- _TO DO_:
Render the entries below as a two-column CSV with the header columns instruction and coordinates. Give one row per entry, placing its text and its answer each in a single quoted field with line breaks replaced by spaces.

[Location labeling records]
<<<<

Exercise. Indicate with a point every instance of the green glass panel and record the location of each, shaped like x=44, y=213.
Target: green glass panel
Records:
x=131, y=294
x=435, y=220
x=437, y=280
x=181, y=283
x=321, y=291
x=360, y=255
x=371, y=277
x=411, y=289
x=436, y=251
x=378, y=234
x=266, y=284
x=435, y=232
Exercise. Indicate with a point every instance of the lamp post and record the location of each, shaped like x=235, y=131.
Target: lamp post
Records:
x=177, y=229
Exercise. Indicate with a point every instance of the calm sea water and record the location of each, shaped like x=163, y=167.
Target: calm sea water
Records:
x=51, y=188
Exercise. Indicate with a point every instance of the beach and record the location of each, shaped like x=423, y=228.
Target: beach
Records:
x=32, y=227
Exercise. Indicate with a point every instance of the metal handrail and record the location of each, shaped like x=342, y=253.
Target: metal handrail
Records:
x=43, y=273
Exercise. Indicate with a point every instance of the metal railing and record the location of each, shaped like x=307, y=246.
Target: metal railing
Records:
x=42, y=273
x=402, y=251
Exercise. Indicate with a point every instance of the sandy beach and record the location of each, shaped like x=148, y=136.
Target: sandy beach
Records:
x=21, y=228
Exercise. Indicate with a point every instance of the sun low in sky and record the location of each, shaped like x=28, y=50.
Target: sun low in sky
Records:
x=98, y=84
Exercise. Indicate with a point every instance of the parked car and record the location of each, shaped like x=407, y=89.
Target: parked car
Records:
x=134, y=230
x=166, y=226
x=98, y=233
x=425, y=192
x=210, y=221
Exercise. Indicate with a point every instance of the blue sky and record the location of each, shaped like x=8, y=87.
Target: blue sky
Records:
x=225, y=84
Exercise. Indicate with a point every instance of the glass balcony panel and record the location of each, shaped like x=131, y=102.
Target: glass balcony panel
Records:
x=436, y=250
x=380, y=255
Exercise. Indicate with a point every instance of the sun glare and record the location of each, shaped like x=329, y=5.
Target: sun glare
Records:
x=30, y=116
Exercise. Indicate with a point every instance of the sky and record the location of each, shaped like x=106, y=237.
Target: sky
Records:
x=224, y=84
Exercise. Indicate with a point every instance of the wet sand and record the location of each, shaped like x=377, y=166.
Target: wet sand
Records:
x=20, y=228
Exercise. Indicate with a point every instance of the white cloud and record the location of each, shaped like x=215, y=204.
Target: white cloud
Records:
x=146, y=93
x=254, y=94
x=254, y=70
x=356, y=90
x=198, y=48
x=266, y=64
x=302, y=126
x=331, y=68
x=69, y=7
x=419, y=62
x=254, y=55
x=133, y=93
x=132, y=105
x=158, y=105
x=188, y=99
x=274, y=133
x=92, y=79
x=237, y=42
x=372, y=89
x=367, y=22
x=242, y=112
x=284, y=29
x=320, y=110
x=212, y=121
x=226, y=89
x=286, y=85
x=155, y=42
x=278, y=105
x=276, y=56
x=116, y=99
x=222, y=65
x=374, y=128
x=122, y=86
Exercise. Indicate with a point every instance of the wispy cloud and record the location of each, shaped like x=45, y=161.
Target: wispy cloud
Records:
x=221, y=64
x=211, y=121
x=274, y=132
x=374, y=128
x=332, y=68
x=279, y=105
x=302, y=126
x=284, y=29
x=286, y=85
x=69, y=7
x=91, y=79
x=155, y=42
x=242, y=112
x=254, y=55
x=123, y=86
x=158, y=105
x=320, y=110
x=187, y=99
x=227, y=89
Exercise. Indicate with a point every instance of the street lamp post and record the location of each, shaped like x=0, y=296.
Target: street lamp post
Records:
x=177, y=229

>>>>

- _TASK RESPONSE_:
instruction,coordinates
"Exercise. Indicate with a point every instance of the green glass panel and record the location of each, shaped like x=44, y=213. Target: green glass panel Records:","x=131, y=294 x=435, y=220 x=437, y=280 x=181, y=283 x=321, y=291 x=360, y=255 x=371, y=277 x=411, y=289 x=436, y=251 x=378, y=234 x=266, y=284 x=435, y=232"
"Exercise. Indicate with a point every instance of the lamp post and record the location of each, shaped like x=235, y=131. Target: lamp post Records:","x=177, y=229"
"Exercise. Indicate with a point every instance of the calm sea water and record the location of each, shaped like x=163, y=167. Target: calm sea water Records:","x=51, y=188"
"Exercise. Indicate with a point every instance of the beach and record the location of each, shaped like x=423, y=228. Target: beach Records:","x=32, y=227"
"Exercise. Indicate with a point every instance of the metal handrail and record the location of each, shaped like x=342, y=253. Target: metal handrail Records:","x=43, y=273"
"Exercise. Indicate with a point every instance of the metal railing and record the location of each, shaped like x=307, y=246. Target: metal railing Records:","x=42, y=273 x=402, y=251"
"Exercise. Indicate with a point every instance of the sandy beach and record the location of each, shaped like x=148, y=136. Target: sandy beach Records:","x=21, y=228"
"Exercise. Indicate with a point every instance of the sun low in sky and record the location of each, shaped like x=28, y=50. Target: sun low in sky Records:","x=98, y=84"
"Exercise. Indicate with a point every instance of the parked car and record the location of each, shaped like x=407, y=89. Target: parked car Records:","x=134, y=230 x=166, y=226 x=98, y=233 x=425, y=192 x=210, y=221"
"Exercise. Indicate with a point every instance of the blue sky and record the location of each, shaped like x=8, y=87. Target: blue sky Records:","x=225, y=84"
"Exercise. Indicate with a point every instance of the glass balcony panel and record the location of each, shaped like x=131, y=102. Target: glass balcony panel Records:","x=436, y=250 x=380, y=255"
"Exercise. Indicate with a point every instance of the sun glare and record the location of each, shaped like x=329, y=5. Target: sun glare Records:","x=30, y=116"
"Exercise. Indicate with a point every instance of the sky and record the location of each, shaped like x=106, y=237. Target: sky Records:","x=224, y=84"
"Exercise. Indicate with a point every instance of the wet sand and record the location of each, shaped like x=377, y=166. Target: wet sand Records:","x=20, y=228"
"Exercise. Indicate with a point every instance of the white cloud and record the location of each, shaped like x=215, y=204. Target: white cloud Records:","x=146, y=93 x=254, y=94 x=254, y=70 x=356, y=90 x=198, y=48 x=266, y=64 x=302, y=126 x=331, y=68 x=69, y=7 x=419, y=62 x=254, y=55 x=133, y=93 x=132, y=105 x=158, y=105 x=188, y=99 x=274, y=133 x=92, y=79 x=237, y=42 x=372, y=89 x=367, y=22 x=242, y=112 x=284, y=29 x=320, y=110 x=212, y=121 x=226, y=89 x=286, y=85 x=155, y=42 x=278, y=105 x=276, y=56 x=116, y=99 x=222, y=65 x=374, y=128 x=122, y=86"
"Exercise. Indicate with a point every instance of the wispy cloud and record the location of each, shaped like x=45, y=161. Target: wispy cloud Records:","x=221, y=64 x=211, y=121 x=274, y=132 x=374, y=128 x=332, y=68 x=279, y=105 x=302, y=126 x=284, y=29 x=286, y=85 x=69, y=7 x=91, y=79 x=155, y=42 x=242, y=112 x=254, y=55 x=123, y=86 x=158, y=105 x=320, y=110 x=187, y=99 x=227, y=89"
"Exercise. Indicate with a point every instance of the street lamp post and record the location of each, shaped like x=0, y=296. Target: street lamp post Records:","x=177, y=229"